Page text:
◇ ◇ ◇ ◇ ◇

What if we force Python to perform integer division?

>>> (9502318016360823*2)//2
9502318016360823

Could this be a floating-point imprecision problem? Let's see if Hypothesis can find another failing input where the values are smaller. We'll change the generator to produce only small numbers, and increase the number of trials hundredfold:

@given(lists(integers(min_value=-1000,max_value=1000), min_size=1))
@settings(max_examples=50000)

No error manifests. That doesn't mean one couldn't, but it sure looks like large numbers make the chance of an error much higher.

The issue is: because Python's statistics.median returns a float, we've inadvertently been testing the accuracy of Python's primitive floating-point division, and floating-point division is known to be imprecise in some cases. It might even manifest differently on different hardware—this is only what happens on my laptop!

Anyway, we have two or three potential fixes: - bound the range of potential input values when we test; - check equality within some small amount of error you're willing to tolerate (a common trick when writing tests about float values); or - change libraries to one that uses an arbitrary-precision, like BigNumber. We could adapt our test fairly easily to that setting, and we'd expect this problem to not occur.

Which is best? I don't really like the idea of arbitrarily limiting the range of input values here, because picking a range would require me to understand the floating-point arithmetic specification a lot more than I do. For instance, how do I know that there exists some number \(x\) before which this issue can't manifest? How do I know that all processor architectures would produce the same thing?

Between the other two options (adding an error term and changing libraries) it depends on the engineering context we're working in. Changing libraries may have consequences for performance or system design. Testing equality within some small window may be the best option in this case, where we know that many inputs will involve float division.

Another Example¶

The path-finding example is a bit simplistic, so here's another: does an encryption or hash function produce very different ciphertexts for two very similar plaintexts? This is called the avalanche property. For instance, if I run md5 on two inputs: "Hello World" and "Hello World!" I really ought to get results that are far apart. If I put those strings into separate files, here's what I get:

% md5 hello1.txt 
MD5 (hello1.txt) = b10a8db164e0754105b7a99be72e3fe5
% md5 hello2.txt
MD5 (hello2.txt) = ed076287532e86365e841e92bfc50d8c

These differ on 73 of 128 bits, so this is fine. Whew. But does this always happen? We might try looking for counterexamples via PBT: randomly generate a string (str_orig), mutate it by one character (str_modified), run md5 on both, and compute the distance between the resulting hashes.

◇ ◇ ◇ ◇ ◇

Material supplied:

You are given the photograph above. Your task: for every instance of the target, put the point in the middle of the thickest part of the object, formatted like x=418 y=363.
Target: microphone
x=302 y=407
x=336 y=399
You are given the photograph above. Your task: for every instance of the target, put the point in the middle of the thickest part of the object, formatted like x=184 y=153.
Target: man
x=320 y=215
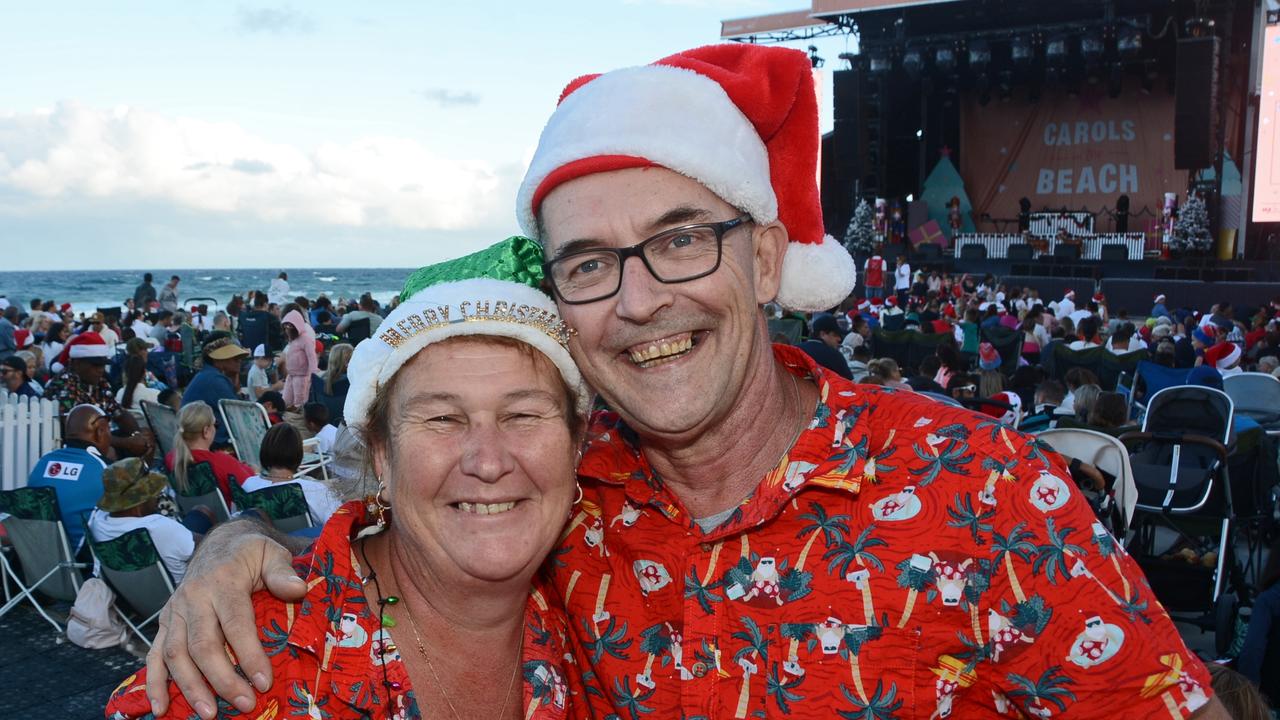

◇ ◇ ◇ ◇ ◇

Prompt 1:
Answer from the Hypothesis testing text:
(a) What value is given to max_examples in the changed settings?
(b) Which arbitrary-precision library is named as a possible replacement?
(c) On how many of 128 bits do the two md5 results differ?
Prompt 2:
Rewrite the Hypothesis testing text from "The issue is: because" to "to not occur.", swapping "laptop" for "desktop".
Prompt 3:
Write the next part of the Hypothesis testing text, picking up after its final sentence.
The entries come from a source unrelated to the Hypothesis testing text.

Reply 1:
(a) 50000
(b) BigNumber
(c) 73

Reply 2:
The issue is: because Python's statistics.median returns a float, we've inadvertently been testing the accuracy of Python's primitive floating-point division, and floating-point division is known to be imprecise in some cases. It might even manifest differently on different hardware—this is only what happens on my desktop!

Anyway, we have two or three potential fixes: - bound the range of potential input values when we test; - check equality within some small amount of error you're willing to tolerate (a common trick when writing tests about float values); or - change libraries to one that uses an arbitrary-precision, like BigNumber. We could adapt our test fairly easily to that setting, and we'd expect this problem to not occur.

Reply 3:
Here is a proof-of-concept Python program demonstrating the idea. md5 doesn't do too badly if we only ask for 25% difference, but it should fail with a counterexample at the 50% difference. PBT can be very useful for discovering bugs like this, although failure to find a counterexample is not a proof of correctness!

The actual cryptographic property is more complex! This counterexample isn't enough by itself.

The actual avalanche property is probabilistic. So, when md5 fails our check here, it doesn't immediately mean that md5 does not satisfy the real, statistical property. The goal is to demonstrate how useful random testing, and PBT in particular, can be.

Takeaways¶

We'll close this section by noticing two things:

First, being precise about what correctness means is powerful. With ordinary unit tests, we're able to think about behavior only point-wise. Here, we need to broadly describe our goals, and there's a cost to that, but also advantages: comprehensibility, more powerful testing, better coverage, etc. And we can still get value from a partial definition, because we can then at least apply PBT to that portion of the program's behavior.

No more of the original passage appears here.